§ **Trecho fornecido**:
As declarações do Papa Francisco sobre os homossexuais, como este assunto repercute dentro e fora da Igreja Católica, relação entre sexualidade e espiritualidade, juventude, diferenças de gênero e o atual papel da mulher são alguns dos temas tratados pelo teólogo André S. Musskopf em entrevista ao site do I Encontro Nacional de Juventudes e Espiritualidade Libertadora. Ele pontua alguns dos desafios que a Igreja Católica terá que enfrentar, já que está sendo impelida cada vez mais a abordar assuntos considerados polêmicos, e conversou sobre como "mudanças doutrinárias? poderão ser implantadas sem que se fira nenhum dos princípios orientadores da ética teológica católica romana.
André Musskopf ministrará a oficina sobre Espiritualidade e corpo durante o I Encontro Nacional de Juventudes e Espiritualidade Libertadora, que acontecerá de 1º a 4 de maio, em Fortaleza (CE), e está sendo organizado pela Adital e demais parceiros.
1. Senhor Musskopf, o Papa Francisco surpreendeu a comunidade católica mundial ao declarar que não julgaria os homossexuais que possuem uma vivência cristã, adotando uma postura diferente de seus antecessores. Para o senhor, essa declaração do Papa veio para aliviar a Igreja de pressões midiáticas imediatas ou representa um discurso verdadeiro de tolerância?

§ **Tarefa 1**:
Liste todos os temas que o trecho sobre a entrevista com André S. Musskopf aponta como tratados nessa entrevista.
§ **Tarefa 2**:
Segundo o trecho sobre a entrevista com André Musskopf, onde e quando acontecerá o I Encontro Nacional de Juventudes e Espiritualidade Libertadora?
§ **Tarefa 3**:
Escreva a continuação do trecho sobre a entrevista com André Musskopf, começando logo após a última pergunta dirigida a ele.

§ **Extrato de dados**:
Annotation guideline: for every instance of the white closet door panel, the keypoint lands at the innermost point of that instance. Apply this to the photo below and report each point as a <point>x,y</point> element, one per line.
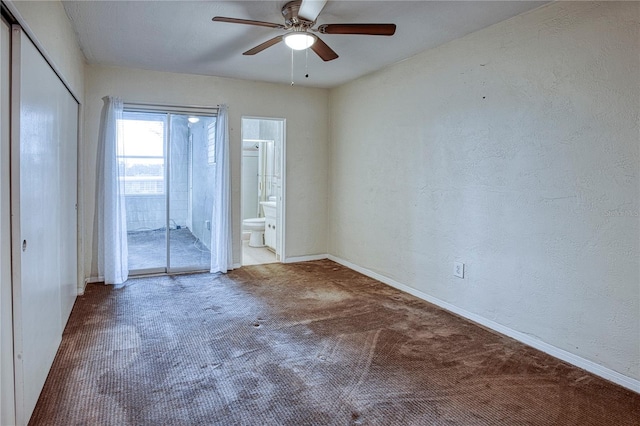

§ **Resposta escrita 1**:
- As declarações do Papa Francisco sobre os homossexuais
- Como este assunto repercute dentro e fora da Igreja Católica
- Relação entre sexualidade e espiritualidade
- Juventude
- Diferenças de gênero
- O atual papel da mulher

§ **Resposta escrita 2**:
Em Fortaleza (CE), de 1º a 4 de maio.

§ **Resposta escrita 3**:
André:É muito difícil dizer ao certo. Mesmo que se trate de uma declaração para aliviar as pressões midiáticas, o significando e a repercussão dela estão para além do controle do Papa, da Igreja ou da própria mídia. O certo é que ela não muda, em princípio, nenhuma das regras da Igreja definida pelos seus documentos. Então, de fato, não há mudança real por parte da Igreja. Há teólogos/as que têm argumentado que algumas brechas têm sido abertas a partir do raciocínio teológico expresso em alguns documentos recentes do Vaticano, mas não vejo essa repercussão na vida cotidiana dos/as fieis, os/as quais, vão construindo seus significados muitas vezes apesar do Papa ou da Igreja. Por outro lado, a repercussão das falas do Papa, no sentido de que demonstram uma abertura tem, sem dúvida, animado muitas pessoas, especialmente aquelas ligadas à Igreja Católica Romana, e que esperam por mudanças significativas. Todos/as sabemos que não será um anúncio ou uma encíclica que determinará o respeito à diversidade sexual ou mesmo o fim da homofobia, na Igreja e na sociedade. Mudanças muito mais profundas terão que ser realizadas para que a Igreja deixe de ser uma engrenagem do atual sistema político e econômico que vitimiza pessoas, grupos e povos, e assuma o papel profético que lhe cabe. A abertura para a participação efetiva de pessoas homossexuais pode ser um dos sinais de um novo caminho, mas para que voltemos a sonhar com uma "igreja pobre? desafios muito maiores e estruturais deverão ser enfrentados.
2. Ainda em relação aos homossexuais, deve haver alguma mudança doutrinária na Igreja nos próximos anos?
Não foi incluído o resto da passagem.